■ Segmentation dataset records ■
>>>

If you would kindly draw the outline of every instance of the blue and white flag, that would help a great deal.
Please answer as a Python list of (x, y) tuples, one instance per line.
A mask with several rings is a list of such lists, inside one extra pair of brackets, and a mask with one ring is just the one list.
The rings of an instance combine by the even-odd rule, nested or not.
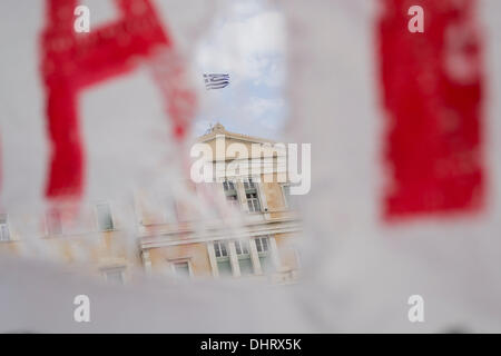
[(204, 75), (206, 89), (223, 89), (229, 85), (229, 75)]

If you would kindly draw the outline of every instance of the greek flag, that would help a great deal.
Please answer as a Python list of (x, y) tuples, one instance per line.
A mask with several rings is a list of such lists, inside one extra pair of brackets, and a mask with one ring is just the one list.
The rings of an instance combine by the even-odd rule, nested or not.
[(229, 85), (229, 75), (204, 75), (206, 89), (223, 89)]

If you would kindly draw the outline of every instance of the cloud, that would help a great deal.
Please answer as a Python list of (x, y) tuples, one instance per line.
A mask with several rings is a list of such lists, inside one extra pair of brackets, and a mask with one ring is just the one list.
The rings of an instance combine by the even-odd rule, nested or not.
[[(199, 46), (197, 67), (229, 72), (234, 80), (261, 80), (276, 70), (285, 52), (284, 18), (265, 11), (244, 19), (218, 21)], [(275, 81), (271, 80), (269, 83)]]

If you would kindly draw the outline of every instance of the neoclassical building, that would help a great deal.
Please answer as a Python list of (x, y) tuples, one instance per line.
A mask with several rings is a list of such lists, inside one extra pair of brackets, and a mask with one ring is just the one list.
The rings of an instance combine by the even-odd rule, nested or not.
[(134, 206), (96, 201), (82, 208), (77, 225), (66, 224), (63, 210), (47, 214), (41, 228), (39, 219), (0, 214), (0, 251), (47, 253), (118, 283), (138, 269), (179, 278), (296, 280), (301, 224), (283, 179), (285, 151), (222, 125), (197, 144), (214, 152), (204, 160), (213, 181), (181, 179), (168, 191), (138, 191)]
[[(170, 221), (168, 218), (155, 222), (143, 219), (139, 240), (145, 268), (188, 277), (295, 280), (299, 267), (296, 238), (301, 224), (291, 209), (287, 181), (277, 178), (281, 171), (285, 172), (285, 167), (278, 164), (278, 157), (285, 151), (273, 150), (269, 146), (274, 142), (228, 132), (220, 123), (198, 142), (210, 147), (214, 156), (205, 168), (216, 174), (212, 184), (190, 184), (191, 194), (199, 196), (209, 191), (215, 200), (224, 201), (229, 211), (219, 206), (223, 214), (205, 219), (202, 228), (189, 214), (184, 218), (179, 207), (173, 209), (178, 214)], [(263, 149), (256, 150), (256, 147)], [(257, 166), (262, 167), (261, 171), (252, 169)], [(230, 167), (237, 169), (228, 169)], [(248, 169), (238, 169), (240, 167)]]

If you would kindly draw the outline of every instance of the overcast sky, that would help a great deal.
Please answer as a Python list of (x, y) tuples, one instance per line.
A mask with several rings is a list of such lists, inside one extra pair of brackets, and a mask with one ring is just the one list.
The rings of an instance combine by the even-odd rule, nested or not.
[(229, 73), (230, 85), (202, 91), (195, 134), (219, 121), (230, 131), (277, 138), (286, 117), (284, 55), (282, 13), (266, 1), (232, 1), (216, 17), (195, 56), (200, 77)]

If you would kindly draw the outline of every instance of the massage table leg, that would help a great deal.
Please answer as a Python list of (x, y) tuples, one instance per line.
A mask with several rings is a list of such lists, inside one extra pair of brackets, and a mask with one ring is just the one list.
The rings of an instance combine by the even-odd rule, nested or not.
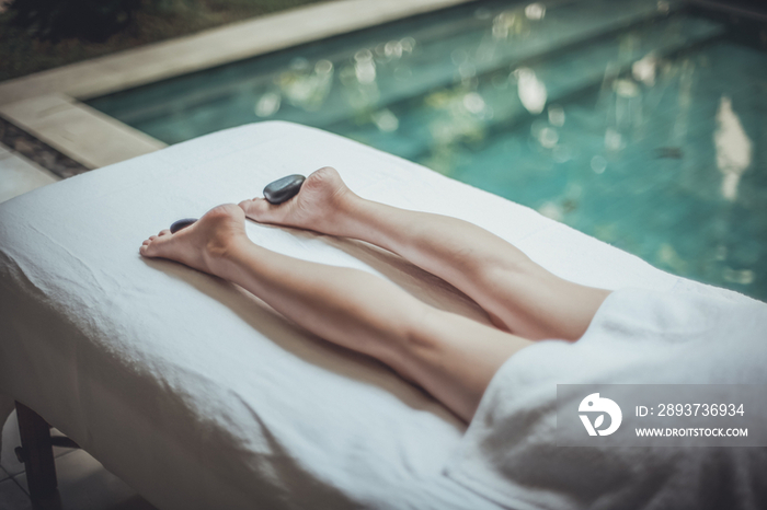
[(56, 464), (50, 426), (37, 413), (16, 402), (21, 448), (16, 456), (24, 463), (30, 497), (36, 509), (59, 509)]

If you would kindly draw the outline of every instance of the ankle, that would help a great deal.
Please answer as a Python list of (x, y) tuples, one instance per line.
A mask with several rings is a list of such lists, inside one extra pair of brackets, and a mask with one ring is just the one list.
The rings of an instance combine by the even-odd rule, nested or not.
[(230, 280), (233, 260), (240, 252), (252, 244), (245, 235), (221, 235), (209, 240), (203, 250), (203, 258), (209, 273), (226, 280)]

<<<

■ Goal of the exercise ■
Reproduce all of the data exactly; the pictures do not belong in the copy.

■ Written reply ■
If you would kindly draw the outline of every instance of the blue and white flag, that would help a great deal.
Please answer as a Python list of (x, y) tuples, one instance per line.
A mask with several rings is a list of such lists, inside one extra pair of brackets, and a mask with one ring is just the one list.
The rings of an instance combine by the even-odd rule, nested or not.
[(204, 75), (206, 89), (223, 89), (229, 85), (229, 75)]

If you would kindly draw the outline of every instance of the greek flag, that would help a great deal.
Please answer as a Python list of (x, y) tuples, one instance per line.
A mask with several rings is a list of such lists, inside one extra pair of brackets, and a mask with one ring is just the one list.
The rings of an instance combine by the even-odd rule, nested or not.
[(229, 85), (229, 75), (204, 75), (206, 89), (223, 89)]

If you would kindly draw the outline of every instance of the cloud, that would help a great deal.
Please answer as a Python list of (x, y) tuples, one instance per line.
A mask with several rings is a list of such lists, inside one extra pair of brackets, and a mask with one ring is just the one list.
The rings of an instance combine by the even-odd rule, nested or not.
[[(199, 46), (197, 67), (229, 72), (234, 80), (261, 80), (276, 70), (285, 52), (284, 18), (265, 11), (244, 19), (218, 21)], [(275, 81), (271, 80), (269, 83)]]

If you would kindly draw the outline of every instance of the neoclassical building, that would help a great deal.
Please answer as a Python list of (x, y) tuples, one instance per line.
A mask with several rings is a list of such lists, inside one extra pair of brackets, and a mask with one ring is just the one list.
The rings of an instance combine by the even-odd rule, nested or not.
[(134, 206), (96, 201), (82, 208), (77, 225), (66, 224), (63, 210), (47, 214), (41, 228), (39, 219), (0, 214), (0, 251), (47, 253), (118, 283), (138, 269), (179, 278), (296, 280), (301, 224), (283, 179), (285, 151), (222, 125), (197, 144), (214, 152), (204, 160), (213, 181), (181, 179), (168, 191), (138, 191)]
[[(170, 221), (168, 218), (155, 222), (143, 219), (139, 240), (145, 268), (188, 277), (295, 280), (299, 267), (296, 238), (301, 224), (291, 209), (287, 181), (277, 178), (281, 171), (285, 172), (285, 167), (278, 164), (278, 157), (285, 151), (273, 150), (269, 146), (274, 142), (228, 132), (220, 123), (198, 142), (210, 147), (214, 156), (205, 168), (216, 174), (212, 184), (190, 184), (191, 194), (199, 196), (209, 191), (215, 200), (224, 201), (229, 211), (219, 206), (223, 214), (205, 219), (202, 228), (189, 214), (184, 218), (179, 207), (173, 209), (178, 214)], [(263, 149), (256, 150), (256, 147)], [(257, 166), (262, 167), (261, 171), (252, 169)], [(230, 167), (237, 169), (228, 169)], [(248, 169), (238, 169), (240, 167)]]

If you would kindly draw the outline of every instance of the overcast sky, that would help a great deal.
Please answer as a Python list of (x, y) tuples, one instance per line.
A mask with several rings is a list of such lists, inside one extra pair of brackets, and a mask with one ring is just the one list.
The rings of an instance combine by the even-odd rule, nested or not.
[(229, 73), (230, 85), (202, 91), (195, 134), (219, 121), (230, 131), (277, 138), (286, 117), (284, 55), (282, 13), (266, 1), (232, 1), (216, 17), (195, 56), (200, 77)]

If you would kindly draw the outline of every instance of the massage table leg, that would help a great deal.
Please answer as a Python list of (x, y) tuples, one instance per line.
A mask with several rings is a list of such lists, inside one extra pair of brackets, and a mask with one ring is just the one list.
The rings of an instance combine by the even-odd rule, nested or not.
[(56, 464), (50, 426), (37, 413), (16, 402), (21, 448), (16, 456), (24, 463), (30, 497), (36, 509), (59, 509)]

If you would kindly draw the outline of every instance of the ankle, that would help a great deal.
Please answer as a Python list of (x, y) tuples, one instance per line.
A mask with several rings is a list of such lists, inside one extra pair of brackets, and a mask with one ring is just the one list.
The rings of an instance combine by the even-odd rule, nested or not.
[(230, 280), (233, 260), (240, 252), (252, 244), (245, 235), (221, 235), (209, 240), (203, 250), (203, 258), (209, 273), (226, 280)]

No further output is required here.